- Task inputs:

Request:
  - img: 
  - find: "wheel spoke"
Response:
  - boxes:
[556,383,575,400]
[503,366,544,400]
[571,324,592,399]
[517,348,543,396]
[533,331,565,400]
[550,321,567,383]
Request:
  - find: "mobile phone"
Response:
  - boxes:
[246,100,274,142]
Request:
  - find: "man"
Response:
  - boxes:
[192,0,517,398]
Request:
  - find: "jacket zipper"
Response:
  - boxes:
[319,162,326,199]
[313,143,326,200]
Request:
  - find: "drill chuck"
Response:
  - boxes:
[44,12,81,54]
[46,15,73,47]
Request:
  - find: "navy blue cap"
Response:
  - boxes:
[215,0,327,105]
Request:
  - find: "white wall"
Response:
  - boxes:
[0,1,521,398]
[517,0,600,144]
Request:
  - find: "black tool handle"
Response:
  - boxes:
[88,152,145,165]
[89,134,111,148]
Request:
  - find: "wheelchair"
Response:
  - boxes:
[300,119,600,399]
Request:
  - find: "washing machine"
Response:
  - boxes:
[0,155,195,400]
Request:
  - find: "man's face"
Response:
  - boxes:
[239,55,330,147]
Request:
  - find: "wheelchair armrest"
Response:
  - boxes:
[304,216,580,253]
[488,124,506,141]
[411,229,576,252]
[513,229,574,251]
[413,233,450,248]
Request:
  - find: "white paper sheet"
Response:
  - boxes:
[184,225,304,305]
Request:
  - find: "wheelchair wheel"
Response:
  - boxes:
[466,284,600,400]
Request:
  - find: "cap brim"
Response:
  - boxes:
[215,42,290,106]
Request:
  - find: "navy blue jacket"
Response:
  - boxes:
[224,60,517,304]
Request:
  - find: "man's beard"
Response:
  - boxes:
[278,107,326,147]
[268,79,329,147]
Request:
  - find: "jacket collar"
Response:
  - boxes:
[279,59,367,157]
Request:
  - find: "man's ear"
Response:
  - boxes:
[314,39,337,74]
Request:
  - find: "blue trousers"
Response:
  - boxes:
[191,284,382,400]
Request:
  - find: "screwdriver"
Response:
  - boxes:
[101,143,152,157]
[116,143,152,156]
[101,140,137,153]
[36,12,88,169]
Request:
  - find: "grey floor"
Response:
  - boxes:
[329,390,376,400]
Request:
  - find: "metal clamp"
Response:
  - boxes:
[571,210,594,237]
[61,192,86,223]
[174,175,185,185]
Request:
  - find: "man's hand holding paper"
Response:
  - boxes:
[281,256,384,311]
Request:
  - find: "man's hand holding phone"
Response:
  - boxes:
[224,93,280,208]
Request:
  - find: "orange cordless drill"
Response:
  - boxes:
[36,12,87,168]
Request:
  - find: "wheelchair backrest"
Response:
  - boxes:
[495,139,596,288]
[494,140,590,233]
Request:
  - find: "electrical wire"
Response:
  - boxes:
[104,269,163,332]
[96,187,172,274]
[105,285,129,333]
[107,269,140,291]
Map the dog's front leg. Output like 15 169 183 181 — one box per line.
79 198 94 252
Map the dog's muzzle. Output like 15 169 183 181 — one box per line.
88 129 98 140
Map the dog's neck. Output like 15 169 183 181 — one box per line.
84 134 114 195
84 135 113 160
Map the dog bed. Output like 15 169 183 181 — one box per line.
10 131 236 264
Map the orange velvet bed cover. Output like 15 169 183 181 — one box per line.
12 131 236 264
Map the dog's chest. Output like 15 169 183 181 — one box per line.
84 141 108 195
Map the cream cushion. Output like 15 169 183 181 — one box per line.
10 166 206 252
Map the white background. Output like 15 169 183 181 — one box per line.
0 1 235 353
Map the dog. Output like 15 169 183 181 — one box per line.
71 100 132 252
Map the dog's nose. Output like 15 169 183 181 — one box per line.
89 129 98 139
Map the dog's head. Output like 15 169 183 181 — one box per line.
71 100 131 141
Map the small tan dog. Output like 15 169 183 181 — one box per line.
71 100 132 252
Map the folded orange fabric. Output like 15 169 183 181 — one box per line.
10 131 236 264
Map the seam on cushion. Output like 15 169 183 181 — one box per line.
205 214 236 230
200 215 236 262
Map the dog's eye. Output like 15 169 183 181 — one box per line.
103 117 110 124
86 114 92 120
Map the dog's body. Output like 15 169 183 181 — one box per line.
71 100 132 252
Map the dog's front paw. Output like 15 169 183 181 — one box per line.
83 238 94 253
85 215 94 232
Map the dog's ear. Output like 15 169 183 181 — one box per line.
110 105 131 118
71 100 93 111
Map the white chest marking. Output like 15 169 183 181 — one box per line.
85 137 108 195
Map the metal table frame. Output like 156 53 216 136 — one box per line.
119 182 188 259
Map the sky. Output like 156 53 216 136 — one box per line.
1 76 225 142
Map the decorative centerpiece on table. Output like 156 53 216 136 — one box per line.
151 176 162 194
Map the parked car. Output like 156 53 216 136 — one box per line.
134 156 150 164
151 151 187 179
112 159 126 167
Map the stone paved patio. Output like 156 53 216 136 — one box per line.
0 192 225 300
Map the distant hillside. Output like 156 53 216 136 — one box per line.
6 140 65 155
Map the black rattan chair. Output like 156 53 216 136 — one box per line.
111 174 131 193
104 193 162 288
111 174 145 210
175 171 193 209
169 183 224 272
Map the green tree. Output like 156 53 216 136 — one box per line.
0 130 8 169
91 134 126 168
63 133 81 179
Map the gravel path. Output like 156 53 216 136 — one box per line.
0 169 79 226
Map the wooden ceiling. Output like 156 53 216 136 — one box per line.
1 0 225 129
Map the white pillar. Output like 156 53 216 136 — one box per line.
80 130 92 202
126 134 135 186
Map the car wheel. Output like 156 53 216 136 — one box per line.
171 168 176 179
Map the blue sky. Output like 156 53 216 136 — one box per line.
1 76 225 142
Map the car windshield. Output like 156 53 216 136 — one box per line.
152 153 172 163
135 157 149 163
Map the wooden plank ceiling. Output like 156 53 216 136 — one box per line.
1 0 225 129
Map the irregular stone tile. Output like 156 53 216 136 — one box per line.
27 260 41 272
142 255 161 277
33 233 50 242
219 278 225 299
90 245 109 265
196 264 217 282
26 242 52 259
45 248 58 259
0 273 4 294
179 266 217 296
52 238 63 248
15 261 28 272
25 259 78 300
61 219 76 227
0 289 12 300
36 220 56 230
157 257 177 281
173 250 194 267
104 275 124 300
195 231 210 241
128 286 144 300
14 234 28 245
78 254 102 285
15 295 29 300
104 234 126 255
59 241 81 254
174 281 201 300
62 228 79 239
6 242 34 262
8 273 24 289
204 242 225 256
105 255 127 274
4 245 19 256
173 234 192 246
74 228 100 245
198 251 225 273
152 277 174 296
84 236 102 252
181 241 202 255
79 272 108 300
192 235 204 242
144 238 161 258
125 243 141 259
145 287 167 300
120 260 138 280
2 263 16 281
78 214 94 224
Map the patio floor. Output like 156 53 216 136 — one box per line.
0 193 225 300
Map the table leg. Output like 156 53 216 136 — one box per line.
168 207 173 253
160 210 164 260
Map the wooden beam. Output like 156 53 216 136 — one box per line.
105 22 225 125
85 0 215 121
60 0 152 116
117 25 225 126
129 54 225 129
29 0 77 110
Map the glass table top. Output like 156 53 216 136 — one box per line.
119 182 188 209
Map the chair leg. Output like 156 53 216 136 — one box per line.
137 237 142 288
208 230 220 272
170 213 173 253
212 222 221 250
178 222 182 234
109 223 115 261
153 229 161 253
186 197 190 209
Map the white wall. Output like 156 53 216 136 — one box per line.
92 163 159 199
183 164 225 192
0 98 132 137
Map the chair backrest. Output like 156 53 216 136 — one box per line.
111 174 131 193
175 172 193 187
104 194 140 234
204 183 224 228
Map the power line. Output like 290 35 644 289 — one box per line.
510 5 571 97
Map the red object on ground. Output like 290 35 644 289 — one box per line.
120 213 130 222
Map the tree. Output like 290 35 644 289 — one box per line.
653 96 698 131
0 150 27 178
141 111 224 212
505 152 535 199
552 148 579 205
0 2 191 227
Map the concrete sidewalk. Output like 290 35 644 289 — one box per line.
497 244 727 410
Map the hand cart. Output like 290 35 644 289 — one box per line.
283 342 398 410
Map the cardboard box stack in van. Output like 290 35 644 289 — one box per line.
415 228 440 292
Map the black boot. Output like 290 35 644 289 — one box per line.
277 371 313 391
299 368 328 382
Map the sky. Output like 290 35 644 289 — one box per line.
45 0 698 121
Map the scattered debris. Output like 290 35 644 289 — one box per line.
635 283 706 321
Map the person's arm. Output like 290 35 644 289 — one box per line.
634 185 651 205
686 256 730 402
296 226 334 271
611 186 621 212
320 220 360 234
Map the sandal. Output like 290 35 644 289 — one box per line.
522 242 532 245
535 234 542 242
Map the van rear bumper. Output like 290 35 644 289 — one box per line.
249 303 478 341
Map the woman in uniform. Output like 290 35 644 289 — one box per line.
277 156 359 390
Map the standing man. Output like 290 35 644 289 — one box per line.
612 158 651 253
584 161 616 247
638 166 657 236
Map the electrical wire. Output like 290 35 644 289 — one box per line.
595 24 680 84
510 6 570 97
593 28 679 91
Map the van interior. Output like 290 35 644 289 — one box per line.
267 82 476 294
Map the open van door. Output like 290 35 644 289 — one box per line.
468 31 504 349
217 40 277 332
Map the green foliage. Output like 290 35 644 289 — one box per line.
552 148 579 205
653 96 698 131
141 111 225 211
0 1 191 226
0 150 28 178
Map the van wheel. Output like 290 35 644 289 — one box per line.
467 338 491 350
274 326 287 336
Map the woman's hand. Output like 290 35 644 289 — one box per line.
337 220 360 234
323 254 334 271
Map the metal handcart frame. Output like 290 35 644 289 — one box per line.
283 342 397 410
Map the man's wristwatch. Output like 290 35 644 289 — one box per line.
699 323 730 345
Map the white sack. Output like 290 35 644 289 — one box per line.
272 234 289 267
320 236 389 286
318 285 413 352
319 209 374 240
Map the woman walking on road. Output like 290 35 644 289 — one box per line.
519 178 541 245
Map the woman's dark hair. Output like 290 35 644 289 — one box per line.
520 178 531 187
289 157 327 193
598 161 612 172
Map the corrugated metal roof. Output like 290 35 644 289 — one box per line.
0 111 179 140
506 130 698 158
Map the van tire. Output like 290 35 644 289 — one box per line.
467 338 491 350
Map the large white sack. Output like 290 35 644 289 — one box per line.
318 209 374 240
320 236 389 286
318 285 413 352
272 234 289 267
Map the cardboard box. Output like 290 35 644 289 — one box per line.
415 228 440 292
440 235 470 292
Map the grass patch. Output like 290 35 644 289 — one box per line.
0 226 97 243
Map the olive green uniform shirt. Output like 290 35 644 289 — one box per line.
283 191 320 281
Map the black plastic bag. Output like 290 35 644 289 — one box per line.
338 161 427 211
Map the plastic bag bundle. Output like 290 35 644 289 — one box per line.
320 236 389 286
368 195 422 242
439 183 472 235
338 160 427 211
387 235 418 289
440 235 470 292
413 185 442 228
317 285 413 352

- Exercise goal: Every line that holds the word "navy" should be copied from the listing.

- Output for this task:
  - find: "navy blue cap"
  - find: "navy blue jacket"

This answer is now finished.